* **提示テキスト**:
"""
保険外自由診療で行なわれる医療ツーリズムには反対~渡辺議員が意見書に反対討論
3月15日の2019年第1回川崎市議会定例会で自民党議員が提案した意見書案第1号「医療ツーリズムの健全な発展と地域医療の確保を求める意見書」について、日本共産党の渡辺学議員(幸区)が反対討論を行いました。
渡辺議員の討論原稿は次の通りです。
反対討論
私は、ただいま議題となりました意見書案第1号「医療ツーリズムの健全な発展と地域医療の確保を求める意見書(案)」について反対の立場から討論を行います。
本意見書案は、病床過剰地域である川崎南部二次保健医療圏において、医療ツーリズム病院の開設が計画されているもとで、地域の医療資源、特に医療従事者の確保が著しく困難になるなかで医療ツーリズム専用病床の開設が進められると地域医療に大きな混乱が生じることが危倶されることから、医療ツーリズムが地域医療や保険診療を脅かすことのないよう、法令やガイドライン等のルールの構築を求めるものです。
"""
* **やること**:
**1.** 医療ツーリズムをめぐる反対討論の文章で、渡辺学議員はどの区の議員とされているか。
**2.** 医療ツーリズムをめぐる反対討論の文章を、最後の文の後から書き継ぐこと。
このデータは、上の文章とは別の出どころから集めたものだ。

* **抽出データ**:
"""
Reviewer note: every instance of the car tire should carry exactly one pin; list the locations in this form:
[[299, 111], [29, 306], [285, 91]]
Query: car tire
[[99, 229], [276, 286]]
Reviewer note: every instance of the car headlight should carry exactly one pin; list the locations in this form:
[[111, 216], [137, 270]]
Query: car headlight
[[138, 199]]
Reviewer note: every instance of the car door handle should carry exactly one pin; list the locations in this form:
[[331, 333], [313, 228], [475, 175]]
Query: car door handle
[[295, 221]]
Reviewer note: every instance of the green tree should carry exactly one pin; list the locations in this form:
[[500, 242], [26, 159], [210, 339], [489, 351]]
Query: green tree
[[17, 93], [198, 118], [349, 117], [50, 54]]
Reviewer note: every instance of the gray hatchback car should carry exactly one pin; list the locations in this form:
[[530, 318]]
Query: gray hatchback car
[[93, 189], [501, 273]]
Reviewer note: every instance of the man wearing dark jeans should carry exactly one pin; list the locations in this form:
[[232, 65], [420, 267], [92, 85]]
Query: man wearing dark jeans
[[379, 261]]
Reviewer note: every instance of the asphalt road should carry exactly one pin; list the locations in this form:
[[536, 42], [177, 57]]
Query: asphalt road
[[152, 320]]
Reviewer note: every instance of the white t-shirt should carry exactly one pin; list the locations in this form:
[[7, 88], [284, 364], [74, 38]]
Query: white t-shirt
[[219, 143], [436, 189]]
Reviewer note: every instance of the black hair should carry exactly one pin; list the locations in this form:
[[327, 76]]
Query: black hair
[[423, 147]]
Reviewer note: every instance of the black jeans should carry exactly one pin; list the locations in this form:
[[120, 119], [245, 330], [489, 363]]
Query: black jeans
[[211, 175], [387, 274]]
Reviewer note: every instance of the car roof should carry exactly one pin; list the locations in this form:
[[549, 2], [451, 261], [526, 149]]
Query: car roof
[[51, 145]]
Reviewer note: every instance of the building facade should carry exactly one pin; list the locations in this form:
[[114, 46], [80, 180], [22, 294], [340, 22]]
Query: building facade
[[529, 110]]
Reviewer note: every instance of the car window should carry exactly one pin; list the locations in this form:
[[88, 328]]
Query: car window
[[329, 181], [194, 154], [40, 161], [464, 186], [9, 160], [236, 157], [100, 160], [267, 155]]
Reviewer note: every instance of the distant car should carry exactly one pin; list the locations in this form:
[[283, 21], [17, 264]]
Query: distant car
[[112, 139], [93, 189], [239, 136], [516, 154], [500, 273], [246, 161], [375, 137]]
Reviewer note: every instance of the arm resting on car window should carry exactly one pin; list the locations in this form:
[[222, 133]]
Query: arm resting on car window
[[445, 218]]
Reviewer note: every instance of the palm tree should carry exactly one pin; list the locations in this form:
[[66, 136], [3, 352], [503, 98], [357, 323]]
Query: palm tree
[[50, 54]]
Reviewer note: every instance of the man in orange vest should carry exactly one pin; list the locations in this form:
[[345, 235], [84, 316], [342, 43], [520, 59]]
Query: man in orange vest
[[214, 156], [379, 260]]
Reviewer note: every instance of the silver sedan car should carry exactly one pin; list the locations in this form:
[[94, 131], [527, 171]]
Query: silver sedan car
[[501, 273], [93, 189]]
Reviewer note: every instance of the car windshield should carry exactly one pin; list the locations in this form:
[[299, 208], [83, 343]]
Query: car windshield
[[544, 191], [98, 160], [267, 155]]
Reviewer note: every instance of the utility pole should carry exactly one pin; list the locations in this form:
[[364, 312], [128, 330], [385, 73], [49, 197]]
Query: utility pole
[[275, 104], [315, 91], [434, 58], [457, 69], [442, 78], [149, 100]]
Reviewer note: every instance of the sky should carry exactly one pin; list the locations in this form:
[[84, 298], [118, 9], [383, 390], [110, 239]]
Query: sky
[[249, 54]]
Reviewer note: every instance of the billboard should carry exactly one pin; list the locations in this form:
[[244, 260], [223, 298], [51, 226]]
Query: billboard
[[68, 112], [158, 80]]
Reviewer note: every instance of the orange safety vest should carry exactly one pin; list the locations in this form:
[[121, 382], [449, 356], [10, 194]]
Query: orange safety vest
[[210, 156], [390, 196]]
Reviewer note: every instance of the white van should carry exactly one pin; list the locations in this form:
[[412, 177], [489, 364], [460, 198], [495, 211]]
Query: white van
"""
* **解いた問題**:
**1.** 幸区

**2.**
昨年、医療法人社団・葵会が自由診療に特化した外国人専用の医療ツーリズム病院の開設申請を行い、2020年夏までに開設する計画を発表しました。
自由診療に特化した外国人専用の医療ツーリズム病院は、医療法との関連でも大きな問題があります。医療法は第1条で「国民の健康の保持に寄与すること」を目的としています。外国人専用の病床のみの病院開設は、法の趣旨、法の理念から外れることになります。実際、外国人が国内で治療、入院する場合はありますが、あくまで「例外」であり、人道的、国際的な見地からの対応です。医療法の趣旨から外れる病院開設や医療提供は違法の疑いがあります。
すべての人が貧富などの差別なしに適切な医療を受ける権利は、日本医療の根幹です。しかし、医療ツーリズム病院は、外国人の富裕層を対象に自由診療に特化した医療機関であり、このことは、医療法の趣旨、理念から外れ、地域医療、国民皆保険制度へも多大な悪影響を及ぼします。
意見書案は、医療ツーリズムが地域医療や保険診療を脅かすことなく健全に発展できるようにとして医療法改正と法令やガイドライン等のルールの構築を求めていますが、前提として医療ツーリズムの病院を認める方向の内容となっています。
私たちは、保険外の自由診療で行なわれる医療ツーリズムは国民皆保険制度を崩し、経済的理由などによる医療差別を持ち込むものであるとして反対をしてきました。この立場から、本意見書案には反対であることを表明して、討論を終わります。